Heparin Lawsuits Sent to Federal Court. Dozens of lawsuits stemming from tainted Baxter Heparin will all be transferred to U.S. District Court in Toledo before Judge James G. Carr. There are at least 30 lawsuits pending against Baxter International for the tainted heparin that led to scores of deaths and serious reaction across the country, and many more could still be filed as victims and their families are still learning that contaminated heparin made them sick.
Earlier this year, Baxter International recalled nearly all its heparin injections in the US after some patients experienced extreme – and in some cases fatal – allergic reactions, including difficulty breathing, nausea, vomiting, excessive sweating, and rapidly falling blood pressure that was life threatening after being administered the products. Ultimately, tainted heparin injections have been blamed for more than 80 deaths and more than 700 adverse reactions in the U.S.
There have been similar recalls by other manufacturers of Chinese-sourced heparin in Denmark, Italy, France Germany and Japan. In total, the FDA said tainted heparin has been identified in a 12 countries. In the US, other heparin suppliers have issued precautionary recalls, and some medical devices makers have also recalled heparin-coated products.
The Food & Drug Administration (FDA) confirmed that it had found oversulfated chondroitin sulfate in samples of the active ingredient
In March, the Food & Drug Administration (FDA) confirmed that it had found oversulfated chondroitin sulfate in samples of the active ingredient used in Baxter heparin.
The FDA said the chondroitin sulfate was molecularly changed to mimic heparin’s blood-clotting properties. That ingredient was supplied to Baxter by Changzhou SPL, a Chinese plant partially owned by Wisconsin-based Scientific Protein Laboratories. It cost-*s a fraction of the ingredient usually used in heparin, and producers may have used it in an attempt to cut costs.
Last week, the FDA said that medical devices made with heparin had been implicated in 11 additional deaths, and 86 more adverse reactions. Most of the cases involved heparin used to clean intravenous lines.
The heparin associated with two of the 11 deaths wasn’t contaminated and the FDA is unable to conclusively say how many of the deaths and side effects involved the tainted heparin. The FDA also did not identify which companies’ products were associated with the adverse reactions and deaths.
The Judicial Panel on Multidistrict Litigation – a seven-member panel of federal judges – ruled that all of the Baxter Heparin lawsuits nationwide would be moved to Toledo. In the ruling, Judge G. Heyburn II, of the U.S. Western District of Kentucky and chairman of the panel, wrote: “Seven of the 23 known actions are pending in this [Northern District of Ohio], mostly before Judge James G. Carr, who has the time to devote to this docket,”
In addition to Baxter, many of the heparin lawsuits scheduled to be heard in Toledo also name Scientific Protein Laboratories as a defendant.

▶ **Excerpted records**
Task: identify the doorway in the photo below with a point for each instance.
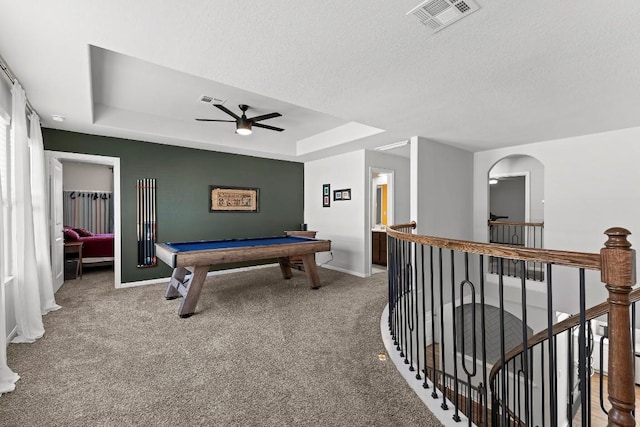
(381, 215)
(56, 197)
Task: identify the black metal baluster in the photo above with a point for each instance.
(442, 341)
(484, 341)
(553, 384)
(411, 295)
(470, 372)
(582, 344)
(503, 372)
(525, 338)
(434, 393)
(456, 416)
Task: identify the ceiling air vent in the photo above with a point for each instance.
(437, 14)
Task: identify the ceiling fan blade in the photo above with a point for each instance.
(259, 125)
(226, 110)
(265, 117)
(215, 120)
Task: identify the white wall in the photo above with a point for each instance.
(86, 177)
(441, 189)
(344, 221)
(591, 184)
(7, 290)
(348, 223)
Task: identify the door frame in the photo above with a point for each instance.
(370, 216)
(117, 231)
(527, 197)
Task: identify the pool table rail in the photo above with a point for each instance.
(190, 267)
(175, 258)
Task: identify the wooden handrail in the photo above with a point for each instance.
(616, 263)
(525, 224)
(584, 260)
(560, 327)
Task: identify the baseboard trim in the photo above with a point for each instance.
(12, 334)
(165, 280)
(342, 270)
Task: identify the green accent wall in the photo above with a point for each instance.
(183, 176)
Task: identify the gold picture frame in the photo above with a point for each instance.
(233, 199)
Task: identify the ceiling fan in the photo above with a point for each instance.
(243, 123)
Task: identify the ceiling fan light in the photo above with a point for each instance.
(243, 126)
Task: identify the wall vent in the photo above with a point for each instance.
(438, 14)
(210, 99)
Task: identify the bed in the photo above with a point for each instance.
(96, 248)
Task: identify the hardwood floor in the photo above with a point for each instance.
(598, 417)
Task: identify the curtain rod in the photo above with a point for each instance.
(12, 78)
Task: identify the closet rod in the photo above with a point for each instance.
(12, 78)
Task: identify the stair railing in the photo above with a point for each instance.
(452, 320)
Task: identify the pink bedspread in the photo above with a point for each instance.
(98, 245)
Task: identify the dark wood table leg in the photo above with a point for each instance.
(311, 270)
(177, 280)
(190, 300)
(285, 268)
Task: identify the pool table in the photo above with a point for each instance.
(191, 260)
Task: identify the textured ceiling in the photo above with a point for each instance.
(344, 75)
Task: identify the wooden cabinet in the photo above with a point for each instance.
(379, 247)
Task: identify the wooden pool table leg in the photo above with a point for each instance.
(285, 268)
(177, 280)
(194, 287)
(311, 270)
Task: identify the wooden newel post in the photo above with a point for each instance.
(618, 273)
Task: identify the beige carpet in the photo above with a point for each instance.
(261, 351)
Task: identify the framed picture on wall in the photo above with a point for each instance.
(344, 194)
(233, 199)
(326, 198)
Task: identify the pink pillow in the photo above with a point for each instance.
(82, 232)
(69, 234)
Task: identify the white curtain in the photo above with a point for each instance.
(27, 290)
(40, 223)
(8, 378)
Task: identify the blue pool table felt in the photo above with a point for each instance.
(234, 243)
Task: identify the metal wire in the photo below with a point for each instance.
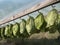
(31, 12)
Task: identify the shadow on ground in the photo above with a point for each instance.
(30, 42)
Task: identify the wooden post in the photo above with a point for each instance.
(27, 11)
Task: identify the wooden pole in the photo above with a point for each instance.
(28, 11)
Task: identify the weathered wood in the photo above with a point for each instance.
(24, 12)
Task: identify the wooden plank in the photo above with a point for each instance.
(24, 12)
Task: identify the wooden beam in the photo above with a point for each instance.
(27, 11)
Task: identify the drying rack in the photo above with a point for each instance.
(35, 8)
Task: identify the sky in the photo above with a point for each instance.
(9, 7)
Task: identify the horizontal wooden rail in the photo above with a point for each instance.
(30, 10)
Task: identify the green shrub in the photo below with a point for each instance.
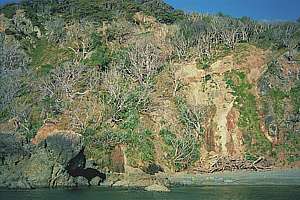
(249, 118)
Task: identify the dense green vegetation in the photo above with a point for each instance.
(93, 66)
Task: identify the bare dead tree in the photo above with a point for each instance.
(144, 61)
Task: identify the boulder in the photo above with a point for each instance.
(44, 165)
(157, 188)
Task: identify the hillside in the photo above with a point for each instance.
(147, 86)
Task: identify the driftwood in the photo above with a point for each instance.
(231, 164)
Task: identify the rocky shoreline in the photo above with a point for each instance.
(25, 166)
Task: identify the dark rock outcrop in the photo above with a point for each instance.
(42, 165)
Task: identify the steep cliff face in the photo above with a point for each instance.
(146, 87)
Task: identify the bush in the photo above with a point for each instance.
(182, 152)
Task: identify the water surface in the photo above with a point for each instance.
(179, 193)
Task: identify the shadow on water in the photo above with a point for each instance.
(178, 193)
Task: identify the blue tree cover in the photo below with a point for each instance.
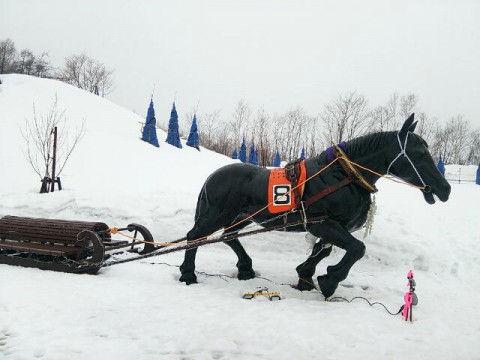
(193, 139)
(173, 137)
(255, 157)
(302, 154)
(277, 160)
(149, 132)
(251, 156)
(441, 166)
(243, 152)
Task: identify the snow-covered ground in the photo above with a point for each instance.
(140, 311)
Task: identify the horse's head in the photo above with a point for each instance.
(411, 161)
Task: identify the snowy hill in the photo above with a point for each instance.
(140, 311)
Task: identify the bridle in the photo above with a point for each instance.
(403, 151)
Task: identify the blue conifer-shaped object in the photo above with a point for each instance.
(302, 154)
(441, 166)
(477, 180)
(243, 152)
(255, 158)
(193, 139)
(277, 160)
(149, 133)
(251, 156)
(173, 137)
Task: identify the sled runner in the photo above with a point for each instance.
(60, 245)
(85, 247)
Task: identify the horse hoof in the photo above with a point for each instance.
(327, 286)
(188, 279)
(246, 275)
(305, 284)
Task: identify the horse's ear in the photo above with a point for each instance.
(414, 125)
(408, 125)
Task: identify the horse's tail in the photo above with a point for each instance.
(202, 201)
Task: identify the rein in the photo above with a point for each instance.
(403, 151)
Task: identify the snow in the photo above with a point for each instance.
(139, 310)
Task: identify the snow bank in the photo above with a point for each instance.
(140, 311)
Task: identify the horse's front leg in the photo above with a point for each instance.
(306, 270)
(334, 233)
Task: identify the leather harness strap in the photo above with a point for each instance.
(352, 176)
(328, 191)
(292, 173)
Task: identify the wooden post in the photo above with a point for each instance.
(54, 159)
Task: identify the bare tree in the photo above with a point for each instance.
(88, 74)
(240, 121)
(260, 129)
(208, 124)
(345, 117)
(474, 151)
(453, 141)
(8, 55)
(39, 141)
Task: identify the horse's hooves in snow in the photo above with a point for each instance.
(246, 275)
(327, 286)
(188, 279)
(305, 284)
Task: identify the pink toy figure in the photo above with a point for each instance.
(409, 297)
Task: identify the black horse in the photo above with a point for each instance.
(234, 192)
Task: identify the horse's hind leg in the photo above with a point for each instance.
(244, 264)
(333, 233)
(200, 230)
(205, 225)
(306, 270)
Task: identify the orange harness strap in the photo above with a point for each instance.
(281, 197)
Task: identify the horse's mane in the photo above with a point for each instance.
(370, 143)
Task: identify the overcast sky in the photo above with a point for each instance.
(271, 53)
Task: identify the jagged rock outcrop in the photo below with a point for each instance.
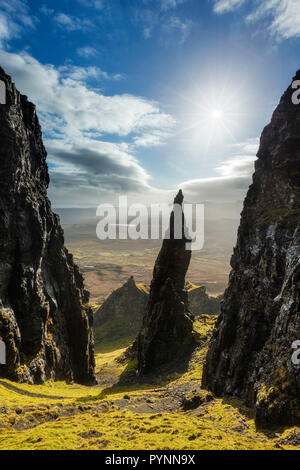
(167, 328)
(250, 354)
(202, 303)
(45, 320)
(121, 315)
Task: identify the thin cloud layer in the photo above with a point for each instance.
(233, 182)
(280, 17)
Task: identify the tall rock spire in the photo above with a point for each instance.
(167, 329)
(45, 321)
(250, 354)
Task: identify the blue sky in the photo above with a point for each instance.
(141, 97)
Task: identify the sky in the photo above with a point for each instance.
(141, 97)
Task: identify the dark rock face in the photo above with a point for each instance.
(45, 320)
(122, 312)
(251, 348)
(200, 302)
(167, 326)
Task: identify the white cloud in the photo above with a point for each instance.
(281, 17)
(87, 51)
(72, 23)
(233, 182)
(184, 27)
(67, 106)
(75, 117)
(169, 4)
(14, 16)
(224, 6)
(46, 11)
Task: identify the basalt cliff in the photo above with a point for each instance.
(251, 353)
(167, 328)
(121, 314)
(45, 321)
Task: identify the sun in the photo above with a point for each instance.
(216, 114)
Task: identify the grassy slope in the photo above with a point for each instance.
(90, 417)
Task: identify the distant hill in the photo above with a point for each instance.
(119, 318)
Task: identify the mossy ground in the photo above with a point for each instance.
(101, 418)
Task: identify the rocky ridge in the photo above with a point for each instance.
(167, 328)
(250, 354)
(45, 320)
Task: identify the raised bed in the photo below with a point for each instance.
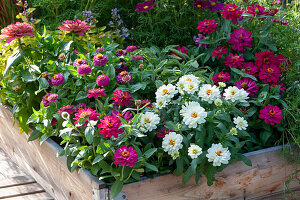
(264, 180)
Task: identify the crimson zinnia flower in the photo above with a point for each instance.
(125, 156)
(96, 92)
(17, 30)
(248, 85)
(271, 114)
(77, 26)
(121, 98)
(235, 61)
(219, 51)
(270, 74)
(145, 6)
(240, 38)
(207, 26)
(110, 126)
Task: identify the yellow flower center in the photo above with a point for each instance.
(125, 153)
(194, 115)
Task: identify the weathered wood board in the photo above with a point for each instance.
(41, 163)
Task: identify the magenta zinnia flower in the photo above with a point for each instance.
(17, 30)
(68, 108)
(207, 26)
(235, 61)
(100, 60)
(84, 69)
(125, 156)
(250, 68)
(124, 77)
(270, 74)
(57, 80)
(221, 77)
(86, 113)
(79, 62)
(77, 26)
(110, 126)
(248, 85)
(240, 39)
(96, 92)
(102, 80)
(121, 98)
(271, 114)
(219, 51)
(145, 6)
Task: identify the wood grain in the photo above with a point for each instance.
(40, 161)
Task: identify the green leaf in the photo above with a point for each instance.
(151, 167)
(34, 135)
(150, 152)
(116, 188)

▶ **Brief 1**
According to the heparin lawsuit article, who supplied Baxter with the ingredient containing oversulfated chondroitin sulfate?
▶ **Brief 2**
Reproduce the heparin lawsuit article word for word, starting at "The heparin associated" and continuing down to "reactions and deaths.".
▶ **Brief 3**
List the allergic reactions that the heparin lawsuit article says some patients experienced after receiving Baxter heparin injections.
The records can be ignored.

▶ **Answer section 1**
Changzhou SPL, a Chinese plant partially owned by Wisconsin-based Scientific Protein Laboratories.

▶ **Answer section 2**
The heparin associated with two of the 11 deaths wasn’t contaminated and the FDA is unable to conclusively say how many of the deaths and side effects involved the tainted heparin. The FDA also did not identify which companies’ products were associated with the adverse reactions and deaths.

▶ **Answer section 3**
- difficulty breathing
- nausea
- vomiting
- excessive sweating
- rapidly falling blood pressure